Après seulement deux albums, Anthropia s'est imposé sur la scène métal prog comme l'une des grosses écuries du Power-Prog, et pas seulement en France. C'est d'autant plus remarquable que les niçois n'ont pratiquement pas changé de formation et qu'ils continuent de produire eux-mêmes leurs albums, et quels albums ! L'attente de près de 6 ans a donc été longue et fébrile pour enfin voir le successeur de "Chain Reaction" débarquer sur nos platines.
Déjà rompu à l'exercice du concept album, le groupe remet ça sur "Non-Euclidean Spaces" avec comme toile de fond les écrits de Howard Philip Lovecraft. Son univers fantastique et inquiétant est un parfait terrain de jeu pour Anthropia dont la musique variée et expressive est parfaite pour relever un tel challenge.
Dès les premières mesures, la puissance du son et la qualité de la production frappent l'auditeur. Le travail effectué par le groupe est remarquable de ce point de vue. Et les premiers bénéficiaires en sont les titres qui profitent de cette puissance dès le début de l'album avec 'The Melancholy Of RC' et 'Silver Twilight Lodge'. Les riffs sont surpuissants et l'orchestration finement ciselée met en avant chaque instrument avec une clarté étonnante (la basse ronflante et les claviers orientaux du second). Comme il nous y a habitués, Hugues Lefebvre sert des compositions très élaborées, bourrées de ruptures rythmiques, de breaks, de soli et d'artifices rappelant les plus grands artistes du genre tels Ayreon comme en témoignent les sublimes mélodies de 'The Part Of Them In Me'. C'est d'ailleurs sur ce titre qu'apparaît pour la première fois la voix de Arjen Anthony Lucassen comme narrateur, ultime clin d'oeil d'un groupe qui assume totalement ses influences.

Travail demandé
Prolongez la chronique de l'album « Non-Euclidean Spaces » d'Anthropia à partir de sa dernière phrase. Les entrées n'ont aucun lien avec la chronique de l'album.

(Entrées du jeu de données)
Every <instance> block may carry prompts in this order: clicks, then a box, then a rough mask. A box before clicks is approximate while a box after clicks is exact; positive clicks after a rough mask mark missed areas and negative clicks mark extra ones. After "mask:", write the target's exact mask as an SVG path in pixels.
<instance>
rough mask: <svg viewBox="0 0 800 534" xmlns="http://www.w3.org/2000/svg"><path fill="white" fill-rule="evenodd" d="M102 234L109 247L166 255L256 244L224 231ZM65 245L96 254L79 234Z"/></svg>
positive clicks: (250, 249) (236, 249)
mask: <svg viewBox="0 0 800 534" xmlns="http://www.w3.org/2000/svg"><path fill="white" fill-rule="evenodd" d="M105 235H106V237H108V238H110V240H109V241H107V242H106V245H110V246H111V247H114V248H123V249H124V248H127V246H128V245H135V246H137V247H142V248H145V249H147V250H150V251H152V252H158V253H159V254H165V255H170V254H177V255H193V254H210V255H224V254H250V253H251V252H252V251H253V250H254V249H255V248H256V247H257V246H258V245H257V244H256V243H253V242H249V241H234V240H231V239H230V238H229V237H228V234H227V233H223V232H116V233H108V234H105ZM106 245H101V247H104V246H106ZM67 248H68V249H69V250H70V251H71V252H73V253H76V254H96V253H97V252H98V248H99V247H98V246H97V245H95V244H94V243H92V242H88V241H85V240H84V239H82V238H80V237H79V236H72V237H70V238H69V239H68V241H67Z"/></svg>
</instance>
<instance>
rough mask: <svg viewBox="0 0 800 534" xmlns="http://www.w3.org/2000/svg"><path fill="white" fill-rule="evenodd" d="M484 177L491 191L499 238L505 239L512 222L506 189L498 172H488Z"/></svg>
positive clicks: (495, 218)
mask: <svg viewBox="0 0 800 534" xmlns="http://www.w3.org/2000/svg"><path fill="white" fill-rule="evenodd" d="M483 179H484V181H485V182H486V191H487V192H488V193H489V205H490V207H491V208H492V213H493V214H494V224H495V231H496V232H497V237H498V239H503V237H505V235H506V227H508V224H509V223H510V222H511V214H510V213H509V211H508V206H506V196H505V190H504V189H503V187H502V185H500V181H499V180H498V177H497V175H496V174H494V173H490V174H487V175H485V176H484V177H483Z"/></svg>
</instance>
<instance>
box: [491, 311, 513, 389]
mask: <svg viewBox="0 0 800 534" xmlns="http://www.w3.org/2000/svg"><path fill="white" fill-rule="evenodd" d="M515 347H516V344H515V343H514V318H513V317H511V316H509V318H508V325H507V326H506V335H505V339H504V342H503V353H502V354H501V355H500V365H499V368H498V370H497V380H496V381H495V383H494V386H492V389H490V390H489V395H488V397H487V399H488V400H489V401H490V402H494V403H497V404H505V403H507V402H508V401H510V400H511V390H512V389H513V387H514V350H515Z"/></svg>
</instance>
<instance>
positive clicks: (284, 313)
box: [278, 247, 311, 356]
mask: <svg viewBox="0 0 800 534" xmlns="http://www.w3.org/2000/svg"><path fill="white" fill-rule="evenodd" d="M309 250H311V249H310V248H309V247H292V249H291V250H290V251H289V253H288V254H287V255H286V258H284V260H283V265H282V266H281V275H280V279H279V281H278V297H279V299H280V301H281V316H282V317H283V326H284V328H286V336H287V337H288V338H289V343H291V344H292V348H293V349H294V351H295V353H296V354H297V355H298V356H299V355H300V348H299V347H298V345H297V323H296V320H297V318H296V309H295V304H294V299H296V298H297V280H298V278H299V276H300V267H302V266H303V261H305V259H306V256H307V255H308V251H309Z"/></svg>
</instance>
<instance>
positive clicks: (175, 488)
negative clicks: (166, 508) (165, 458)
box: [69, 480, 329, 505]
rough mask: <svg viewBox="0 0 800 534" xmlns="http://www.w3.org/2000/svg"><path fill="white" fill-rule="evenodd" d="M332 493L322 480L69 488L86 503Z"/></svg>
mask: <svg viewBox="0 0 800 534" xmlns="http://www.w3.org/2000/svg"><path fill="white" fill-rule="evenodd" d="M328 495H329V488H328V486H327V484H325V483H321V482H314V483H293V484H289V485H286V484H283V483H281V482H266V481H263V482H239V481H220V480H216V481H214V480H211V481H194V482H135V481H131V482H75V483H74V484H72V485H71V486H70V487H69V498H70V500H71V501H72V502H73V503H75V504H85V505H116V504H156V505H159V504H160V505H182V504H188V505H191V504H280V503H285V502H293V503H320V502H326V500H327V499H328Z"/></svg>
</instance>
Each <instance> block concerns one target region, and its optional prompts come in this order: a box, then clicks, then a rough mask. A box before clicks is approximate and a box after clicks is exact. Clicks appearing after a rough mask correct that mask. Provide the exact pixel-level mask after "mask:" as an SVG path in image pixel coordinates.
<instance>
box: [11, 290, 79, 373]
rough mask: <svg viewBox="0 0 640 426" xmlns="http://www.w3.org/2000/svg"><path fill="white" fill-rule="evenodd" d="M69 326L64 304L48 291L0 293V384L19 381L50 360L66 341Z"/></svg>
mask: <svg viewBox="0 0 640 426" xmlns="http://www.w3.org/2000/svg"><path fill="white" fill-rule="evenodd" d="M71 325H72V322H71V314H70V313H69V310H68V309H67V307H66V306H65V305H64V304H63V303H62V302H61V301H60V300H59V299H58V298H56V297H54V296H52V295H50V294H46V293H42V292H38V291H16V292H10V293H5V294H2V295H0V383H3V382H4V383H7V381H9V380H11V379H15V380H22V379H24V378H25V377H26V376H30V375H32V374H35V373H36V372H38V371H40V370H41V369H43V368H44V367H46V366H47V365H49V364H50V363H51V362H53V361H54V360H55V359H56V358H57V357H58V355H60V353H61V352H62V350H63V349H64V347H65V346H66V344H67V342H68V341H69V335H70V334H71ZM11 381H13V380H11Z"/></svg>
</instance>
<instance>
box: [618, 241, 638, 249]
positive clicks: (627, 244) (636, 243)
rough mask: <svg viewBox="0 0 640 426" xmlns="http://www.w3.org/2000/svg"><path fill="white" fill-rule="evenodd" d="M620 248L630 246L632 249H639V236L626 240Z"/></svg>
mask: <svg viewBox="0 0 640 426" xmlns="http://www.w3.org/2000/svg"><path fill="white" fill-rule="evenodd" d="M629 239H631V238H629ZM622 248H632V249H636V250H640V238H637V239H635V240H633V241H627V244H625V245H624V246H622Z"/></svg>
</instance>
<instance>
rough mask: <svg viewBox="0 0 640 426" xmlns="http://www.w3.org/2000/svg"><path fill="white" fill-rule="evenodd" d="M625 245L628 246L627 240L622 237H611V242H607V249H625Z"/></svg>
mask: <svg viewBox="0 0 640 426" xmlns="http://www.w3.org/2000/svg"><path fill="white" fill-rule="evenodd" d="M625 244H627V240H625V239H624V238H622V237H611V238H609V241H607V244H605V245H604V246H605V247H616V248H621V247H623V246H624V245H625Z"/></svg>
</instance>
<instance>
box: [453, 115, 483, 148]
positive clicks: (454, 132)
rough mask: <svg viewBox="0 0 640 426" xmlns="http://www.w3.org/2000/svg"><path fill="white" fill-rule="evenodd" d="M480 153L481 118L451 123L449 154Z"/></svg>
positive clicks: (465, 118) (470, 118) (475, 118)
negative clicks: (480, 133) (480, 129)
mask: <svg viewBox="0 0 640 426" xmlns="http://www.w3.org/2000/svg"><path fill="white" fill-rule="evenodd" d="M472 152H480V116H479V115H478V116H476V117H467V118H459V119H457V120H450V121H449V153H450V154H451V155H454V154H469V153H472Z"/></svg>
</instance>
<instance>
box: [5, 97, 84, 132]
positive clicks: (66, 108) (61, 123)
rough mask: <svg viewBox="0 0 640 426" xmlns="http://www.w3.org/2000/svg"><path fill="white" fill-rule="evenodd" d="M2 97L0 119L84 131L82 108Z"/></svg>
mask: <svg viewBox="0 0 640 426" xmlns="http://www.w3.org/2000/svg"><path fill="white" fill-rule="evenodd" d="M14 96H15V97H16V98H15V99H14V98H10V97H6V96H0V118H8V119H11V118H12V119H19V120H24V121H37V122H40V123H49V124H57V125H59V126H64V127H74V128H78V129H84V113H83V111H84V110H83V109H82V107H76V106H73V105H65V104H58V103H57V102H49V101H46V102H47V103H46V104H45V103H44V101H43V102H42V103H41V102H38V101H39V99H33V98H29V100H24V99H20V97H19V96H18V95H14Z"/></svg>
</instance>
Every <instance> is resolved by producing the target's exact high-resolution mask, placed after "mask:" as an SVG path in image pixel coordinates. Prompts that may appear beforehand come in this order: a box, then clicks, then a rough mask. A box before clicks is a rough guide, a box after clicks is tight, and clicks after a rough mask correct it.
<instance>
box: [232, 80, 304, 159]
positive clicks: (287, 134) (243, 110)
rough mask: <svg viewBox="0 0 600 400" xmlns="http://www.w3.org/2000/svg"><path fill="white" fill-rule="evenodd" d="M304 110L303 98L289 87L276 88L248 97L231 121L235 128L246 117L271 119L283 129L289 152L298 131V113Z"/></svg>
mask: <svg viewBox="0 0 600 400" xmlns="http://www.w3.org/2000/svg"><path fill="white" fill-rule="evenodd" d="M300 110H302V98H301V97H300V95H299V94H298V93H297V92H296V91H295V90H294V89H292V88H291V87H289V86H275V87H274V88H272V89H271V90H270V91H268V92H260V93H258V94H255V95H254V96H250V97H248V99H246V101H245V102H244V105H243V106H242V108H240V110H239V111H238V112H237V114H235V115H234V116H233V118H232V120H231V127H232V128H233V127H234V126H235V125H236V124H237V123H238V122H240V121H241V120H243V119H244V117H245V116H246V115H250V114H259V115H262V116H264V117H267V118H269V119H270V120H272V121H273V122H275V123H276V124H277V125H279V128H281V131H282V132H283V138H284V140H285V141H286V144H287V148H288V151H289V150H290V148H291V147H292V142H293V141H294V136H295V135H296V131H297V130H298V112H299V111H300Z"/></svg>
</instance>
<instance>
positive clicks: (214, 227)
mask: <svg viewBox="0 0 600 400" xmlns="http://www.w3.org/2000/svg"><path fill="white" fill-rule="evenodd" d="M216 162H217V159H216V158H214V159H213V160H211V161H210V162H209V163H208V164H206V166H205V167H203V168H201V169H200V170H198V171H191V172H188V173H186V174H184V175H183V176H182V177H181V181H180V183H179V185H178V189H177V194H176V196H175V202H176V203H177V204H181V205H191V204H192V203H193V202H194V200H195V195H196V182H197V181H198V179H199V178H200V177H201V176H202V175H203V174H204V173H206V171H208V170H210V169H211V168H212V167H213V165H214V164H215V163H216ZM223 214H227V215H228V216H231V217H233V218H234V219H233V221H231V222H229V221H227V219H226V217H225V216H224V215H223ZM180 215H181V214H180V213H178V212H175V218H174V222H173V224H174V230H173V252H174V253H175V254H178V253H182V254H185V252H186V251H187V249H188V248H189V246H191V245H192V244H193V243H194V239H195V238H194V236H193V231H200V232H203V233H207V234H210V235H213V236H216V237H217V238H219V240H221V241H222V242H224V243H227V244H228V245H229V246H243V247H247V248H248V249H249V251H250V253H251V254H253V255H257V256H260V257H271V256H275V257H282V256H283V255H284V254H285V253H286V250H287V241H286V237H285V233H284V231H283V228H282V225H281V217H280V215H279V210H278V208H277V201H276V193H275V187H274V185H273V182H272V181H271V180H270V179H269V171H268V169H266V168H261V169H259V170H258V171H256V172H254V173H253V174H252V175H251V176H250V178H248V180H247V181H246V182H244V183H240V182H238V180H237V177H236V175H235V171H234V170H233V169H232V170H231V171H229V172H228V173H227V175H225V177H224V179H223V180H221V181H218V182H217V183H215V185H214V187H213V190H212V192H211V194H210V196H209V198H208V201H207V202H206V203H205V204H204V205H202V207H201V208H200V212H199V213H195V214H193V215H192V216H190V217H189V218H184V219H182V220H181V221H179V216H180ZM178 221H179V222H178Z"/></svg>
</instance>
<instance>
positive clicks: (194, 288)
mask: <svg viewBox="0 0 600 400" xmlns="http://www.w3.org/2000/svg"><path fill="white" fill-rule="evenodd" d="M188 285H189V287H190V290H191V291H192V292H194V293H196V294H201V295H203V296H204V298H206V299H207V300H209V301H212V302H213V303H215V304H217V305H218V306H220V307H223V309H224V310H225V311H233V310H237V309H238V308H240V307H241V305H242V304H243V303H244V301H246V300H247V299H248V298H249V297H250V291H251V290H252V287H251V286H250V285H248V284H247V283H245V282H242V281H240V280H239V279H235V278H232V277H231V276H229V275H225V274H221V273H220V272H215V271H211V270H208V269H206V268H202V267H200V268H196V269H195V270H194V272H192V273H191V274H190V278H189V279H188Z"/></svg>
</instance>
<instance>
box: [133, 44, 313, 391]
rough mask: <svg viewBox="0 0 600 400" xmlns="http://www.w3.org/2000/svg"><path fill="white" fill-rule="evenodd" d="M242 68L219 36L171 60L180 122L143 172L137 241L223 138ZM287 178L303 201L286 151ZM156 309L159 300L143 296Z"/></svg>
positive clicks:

Résultat
Côté chant, Nathalie Olmi prend un peu plus de place que sur les albums précédents, ce qui ne sera pas pour déplaire à ceux qui trouvaient que l'accent anglais de Hugues laissait parfois à désirer. C'est moins frappant dans cet opus même si ses interventions sont moins nombreuses. La prestation vocale de Nathalie est très expressive tout au long de l'album avec des montées impressionnantes notamment sur 'Seeds Of Decay' où elle rivalise avec des notes de guitare suraiguës. Un invité prestigieux vient apporter toute sa puissance sur 'The Snake Den' en la personne de Edu Falaschi (ex-Angra) pour un titre très power-prog que l'intéressé n'aurait pas refuser de voir sur l'un des albums du groupe il y a quelques années.
Les guitares dominent globalement les débats mais sans étouffer les autres instruments. Hugues Lefebvre fait étalage de sa technique ('Unknown Kadath'), de son touché ('Lost In Time And Space') et son talent transpire de chaque riff, chaque solo. La variété des sonorités est également de la partie dans ce domaine puisqu'il introduit régulièrement des guitares acoustiques lors des intros et des breaks instillant des ambiances plus intimistes. 'Fuoco' est même entièrement interprété en acoustique, sorte de flamenco endiablé aux soli virevoltants et à l'énergie communicative.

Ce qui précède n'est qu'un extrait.